--- START ---

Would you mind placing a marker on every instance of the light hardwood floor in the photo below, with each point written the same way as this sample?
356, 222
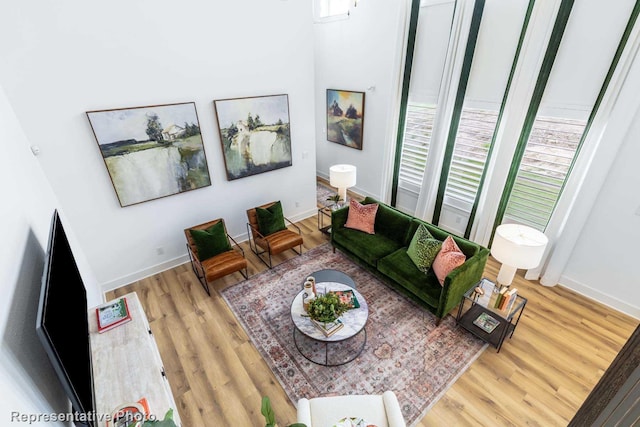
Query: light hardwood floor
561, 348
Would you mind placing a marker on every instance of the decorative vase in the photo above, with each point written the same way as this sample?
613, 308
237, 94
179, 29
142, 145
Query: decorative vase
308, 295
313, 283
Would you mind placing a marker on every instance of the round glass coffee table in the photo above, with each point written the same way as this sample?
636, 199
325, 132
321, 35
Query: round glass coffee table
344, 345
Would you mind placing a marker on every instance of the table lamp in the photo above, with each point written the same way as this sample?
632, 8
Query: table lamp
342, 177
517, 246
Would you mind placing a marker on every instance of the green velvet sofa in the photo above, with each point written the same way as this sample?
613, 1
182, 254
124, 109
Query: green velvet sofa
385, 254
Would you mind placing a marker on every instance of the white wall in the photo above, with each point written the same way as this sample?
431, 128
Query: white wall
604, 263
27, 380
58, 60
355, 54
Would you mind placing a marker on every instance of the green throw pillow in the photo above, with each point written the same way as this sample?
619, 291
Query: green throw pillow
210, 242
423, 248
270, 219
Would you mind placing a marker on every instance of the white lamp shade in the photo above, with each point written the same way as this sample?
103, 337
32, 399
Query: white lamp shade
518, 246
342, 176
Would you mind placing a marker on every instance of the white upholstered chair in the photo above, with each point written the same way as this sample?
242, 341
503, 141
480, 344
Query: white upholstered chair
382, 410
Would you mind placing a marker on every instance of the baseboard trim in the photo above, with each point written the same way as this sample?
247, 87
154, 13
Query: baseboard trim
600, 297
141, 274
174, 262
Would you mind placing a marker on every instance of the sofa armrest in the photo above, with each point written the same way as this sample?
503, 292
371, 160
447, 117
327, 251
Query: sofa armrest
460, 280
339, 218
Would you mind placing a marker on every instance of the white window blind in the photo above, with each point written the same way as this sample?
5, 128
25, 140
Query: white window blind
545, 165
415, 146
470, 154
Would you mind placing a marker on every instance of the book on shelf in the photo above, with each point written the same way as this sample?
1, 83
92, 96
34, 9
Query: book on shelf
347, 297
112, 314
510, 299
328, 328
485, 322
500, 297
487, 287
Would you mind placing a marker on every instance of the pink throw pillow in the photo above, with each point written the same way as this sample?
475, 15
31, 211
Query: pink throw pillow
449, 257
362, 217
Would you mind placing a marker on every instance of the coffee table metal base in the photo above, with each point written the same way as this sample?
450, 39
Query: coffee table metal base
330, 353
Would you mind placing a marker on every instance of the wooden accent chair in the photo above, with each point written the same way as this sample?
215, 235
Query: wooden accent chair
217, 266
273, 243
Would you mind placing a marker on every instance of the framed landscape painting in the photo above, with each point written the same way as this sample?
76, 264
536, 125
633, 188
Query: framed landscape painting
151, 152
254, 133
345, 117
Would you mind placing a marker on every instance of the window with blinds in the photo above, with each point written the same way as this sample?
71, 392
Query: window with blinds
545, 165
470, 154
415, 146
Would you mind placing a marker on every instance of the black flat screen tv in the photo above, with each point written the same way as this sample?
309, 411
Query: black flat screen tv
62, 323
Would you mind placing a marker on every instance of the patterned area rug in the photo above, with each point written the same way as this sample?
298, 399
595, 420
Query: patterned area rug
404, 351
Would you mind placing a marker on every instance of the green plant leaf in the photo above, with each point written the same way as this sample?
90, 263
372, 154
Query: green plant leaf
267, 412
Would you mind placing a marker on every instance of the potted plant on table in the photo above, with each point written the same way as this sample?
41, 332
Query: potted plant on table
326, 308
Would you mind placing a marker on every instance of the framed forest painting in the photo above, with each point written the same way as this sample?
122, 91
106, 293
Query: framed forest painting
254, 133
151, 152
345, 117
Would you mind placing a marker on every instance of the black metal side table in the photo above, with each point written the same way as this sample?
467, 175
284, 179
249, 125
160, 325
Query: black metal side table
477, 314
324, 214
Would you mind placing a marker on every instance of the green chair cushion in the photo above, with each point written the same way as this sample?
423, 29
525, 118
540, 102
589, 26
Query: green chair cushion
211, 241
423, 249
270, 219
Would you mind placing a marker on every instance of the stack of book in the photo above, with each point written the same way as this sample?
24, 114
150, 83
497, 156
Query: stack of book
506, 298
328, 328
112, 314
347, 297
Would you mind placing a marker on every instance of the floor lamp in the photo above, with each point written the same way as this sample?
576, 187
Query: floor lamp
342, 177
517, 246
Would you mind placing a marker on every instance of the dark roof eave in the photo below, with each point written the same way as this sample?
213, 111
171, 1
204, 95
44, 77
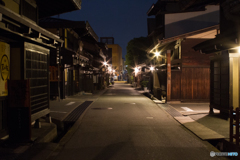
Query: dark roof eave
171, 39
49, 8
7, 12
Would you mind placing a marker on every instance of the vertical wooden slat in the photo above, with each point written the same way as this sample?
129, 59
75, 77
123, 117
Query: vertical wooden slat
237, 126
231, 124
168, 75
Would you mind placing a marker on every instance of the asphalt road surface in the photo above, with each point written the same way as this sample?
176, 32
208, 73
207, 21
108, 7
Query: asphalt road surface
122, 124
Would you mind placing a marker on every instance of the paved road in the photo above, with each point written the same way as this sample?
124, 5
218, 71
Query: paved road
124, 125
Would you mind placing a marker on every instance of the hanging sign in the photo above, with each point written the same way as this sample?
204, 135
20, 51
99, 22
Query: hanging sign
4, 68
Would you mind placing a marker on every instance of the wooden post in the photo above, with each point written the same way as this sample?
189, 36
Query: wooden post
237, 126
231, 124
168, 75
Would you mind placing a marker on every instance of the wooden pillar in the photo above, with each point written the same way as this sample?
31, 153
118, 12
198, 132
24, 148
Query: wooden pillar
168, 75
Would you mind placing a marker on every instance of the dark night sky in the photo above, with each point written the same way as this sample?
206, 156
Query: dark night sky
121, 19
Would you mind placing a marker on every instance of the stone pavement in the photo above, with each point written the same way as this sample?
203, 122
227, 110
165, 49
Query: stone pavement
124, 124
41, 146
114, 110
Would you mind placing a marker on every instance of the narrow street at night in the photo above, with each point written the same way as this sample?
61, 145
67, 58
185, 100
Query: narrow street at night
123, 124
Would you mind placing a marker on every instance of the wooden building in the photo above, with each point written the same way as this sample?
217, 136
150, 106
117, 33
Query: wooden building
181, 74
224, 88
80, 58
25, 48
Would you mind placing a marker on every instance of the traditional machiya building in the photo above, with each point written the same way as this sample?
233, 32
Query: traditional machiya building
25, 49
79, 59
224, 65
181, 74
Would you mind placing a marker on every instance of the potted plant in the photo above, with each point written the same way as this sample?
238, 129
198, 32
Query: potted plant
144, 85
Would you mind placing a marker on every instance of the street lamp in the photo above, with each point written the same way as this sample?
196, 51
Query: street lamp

--- END ---

# AIM OF THE EXERCISE
Please copy all the lines above word for word, leaving out the pictures.

# ANSWER FOR THE TASK
Would you mind placing a marker on every instance of the light hardwood floor in the photo below, with each point written the same way as this sample?
356, 222
Query: light hardwood floor
561, 348
Would you mind placing a marker on every instance of the decorative vase in the photo above, with each point written the same way as this sample?
613, 308
237, 94
179, 29
142, 145
Query: decorative vase
308, 295
313, 283
Would you mind placing a marker on every instance of the round glass coffee table in the photo above, with each point written the same way as this sample?
636, 199
325, 132
321, 35
Query: round glass coffee table
344, 345
Would you mind placing a marker on every instance of the table lamp in the photo above, with each point written the same way as this sample?
632, 8
Query: table lamp
342, 177
517, 246
Would you mind placing a marker on every instance of the green velvet sofa in the photo above, with each point written the same way as this sample?
613, 1
182, 254
124, 109
Query: green velvet sofa
385, 254
Would you mind placing a marker on every instance of the white wall in the photo above, with each point written the same way as this sample?
431, 128
Query: white wall
604, 263
27, 380
58, 60
355, 54
Would you mind placing a marker on every instance of the green throw pillow in the photo above, with each point written the same way as this sample?
619, 291
Query: green throw pillow
210, 242
423, 248
270, 219
Would you mind placing a marker on every instance of the white lamp shade in the photo above, with each point written the same way as this sample?
103, 337
32, 399
Query: white lamp shade
518, 246
342, 176
Would you mind placing a marker on every instance of the white upholstered chair in the photo above, with each point written the same way as this sample?
242, 341
503, 141
480, 344
Query: white upholstered chair
382, 410
Would you mind placing a marker on every instance of the baseboard trim in the photo above, with each point written the same way as this sample?
247, 87
154, 13
Query: baseboard trim
600, 297
141, 274
174, 262
Would you mind placing a marker on every instance of the sofa armrest in the photo above, with each point written the same way as this sample?
503, 292
371, 160
447, 117
327, 251
Query: sofa armrest
460, 280
339, 218
Would you mind placing a marker on every instance of the white window blind in the photo above, with each point written the same way as this sample?
5, 128
25, 140
Query: white window blind
545, 165
415, 146
470, 154
Would you mind placing a marker on every instance of the book on shelf in the photo above, with each point written the same way as this sample?
1, 83
92, 96
34, 9
Query: book on shelf
347, 297
112, 314
510, 299
328, 328
485, 322
500, 297
487, 287
Would you mind placing a marker on every instance of the pink throw pillow in the photo above, with each point written the same way as this sample?
475, 15
31, 211
Query: pink throw pillow
449, 257
362, 217
Would you mind placing a marker on every instance of the coffee table metal base in the photo above, with each point written the same way as this sample?
450, 39
Query: coffee table metal base
330, 353
Would you mind placing a marker on every instance of the wooden accent chair in the photo above, with each point written the same way as this sample?
215, 235
Query: wooden accent chair
217, 266
273, 243
Would you mind placing a marker on every instance of the framed landscape painting in the photo above, with each point written the same way as this sample?
76, 264
536, 125
633, 188
Query: framed landscape painting
151, 152
254, 133
345, 117
Would you mind placing a marker on every instance of the window with blinds in the photo above, with each point written the same way as this sample?
71, 392
Query: window with blinds
545, 165
470, 154
415, 146
Would you mind placing a marker on every instance of the black flat screen tv in the photo above, with each point written the same way as this sample?
309, 411
Query: black flat screen tv
62, 323
Would you mind placing a marker on every instance of the patterned area rug in the photo above, with each point written the same way as this sample?
298, 399
595, 420
Query: patterned area rug
404, 351
Would you mind placing a marker on every instance of the green plant leaf in the photo above, with each point written the same way as this sample?
90, 263
372, 154
Query: green plant leaf
267, 412
Would you mind placing a marker on every instance of the potted plant on table in the photo above, with each point written the same way as this sample?
41, 332
Query: potted plant on table
326, 308
Would you mind placing a marker on every instance of the framed forest painting in the photo above, with each point written the same way as this sample?
122, 91
106, 293
Query: framed forest painting
254, 133
151, 152
345, 117
Would you mind placing a marker on every instance of the black metal side table in the photo above, with each point written the same way as this sample?
467, 175
284, 179
249, 125
160, 325
Query: black metal side table
477, 314
324, 214
Would you mind placing a marker on every instance of the green chair cushion in the photo above, with each point written the same way as this sample?
423, 29
525, 118
540, 102
589, 26
Query: green chair cushion
211, 241
423, 249
270, 219
Would you mind placing a marker on every instance of the stack of book in the photo above, with each point written the same way as this sample?
24, 114
150, 83
497, 156
Query: stack of book
506, 298
328, 328
112, 314
347, 297
Would you mind placing a marker on every instance of the floor lamp in the photo above, with each point written the same way as this sample?
576, 187
Query: floor lamp
342, 177
517, 246
Would you mind placing a marker on every instance of the dark roof eave in the photo below, with each point written the same way as this sample?
213, 111
171, 1
204, 95
44, 77
Query: dark roof eave
171, 39
49, 8
7, 12
Would you mind placing a marker on every instance of the vertical wooden slat in the photo above, with each point written the same way as this sample?
129, 59
75, 77
123, 117
Query: vertical wooden slat
237, 126
231, 124
168, 75
Would you mind placing a marker on every instance of the asphalt road surface in the photo above, with each point written the same way as this sample?
176, 32
208, 73
207, 21
108, 7
Query: asphalt road surface
122, 124
Would you mind placing a marker on every instance of the paved road in the photo above, with each point written the same way as this sample?
124, 5
218, 71
Query: paved road
124, 125
Would you mind placing a marker on every instance of the hanging sign in the photo above, with each point written the same way as this sample?
204, 135
20, 51
99, 22
Query: hanging sign
4, 68
Would you mind placing a marker on every instance of the wooden post in the photo above, with each point written the same way as this sample?
189, 36
Query: wooden post
237, 126
231, 124
168, 75
Would you mind placing a marker on every instance of the wooden pillar in the photo above, with each point written the same way as this sample?
31, 153
118, 12
198, 132
24, 148
Query: wooden pillar
168, 75
Would you mind placing a marker on every instance of the dark night sky in the photo above, with each point written the same way as this sample?
206, 156
Query: dark night sky
121, 19
Would you mind placing a marker on every instance of the stone pavement in the photo above, with each point written the same way as this sample?
203, 122
227, 110
165, 49
Query: stone pavement
124, 124
41, 146
114, 110
Would you mind placing a marker on every instance of the narrow street at night in the photo above, with each point written the same way as this sample?
61, 145
67, 58
185, 100
Query: narrow street at night
123, 124
Would you mind placing a marker on every instance of the wooden building in the photo above, with each point written the same way as this sample?
217, 136
150, 106
117, 33
Query: wooden building
181, 74
224, 88
80, 58
25, 48
Would you mind placing a marker on every instance of the traditional machiya building in the photo above, with each point written the same way as this sample?
233, 32
Query: traditional machiya building
25, 49
79, 59
224, 65
181, 74
Would you mind placing a marker on every instance of the potted plant in the photo above, with each point written the same way as this sample?
238, 129
198, 32
Query: potted plant
144, 85
Would you mind placing a marker on every instance of the street lamp in the photo above, with each point written the same way as this sample?
196, 51
Query: street lamp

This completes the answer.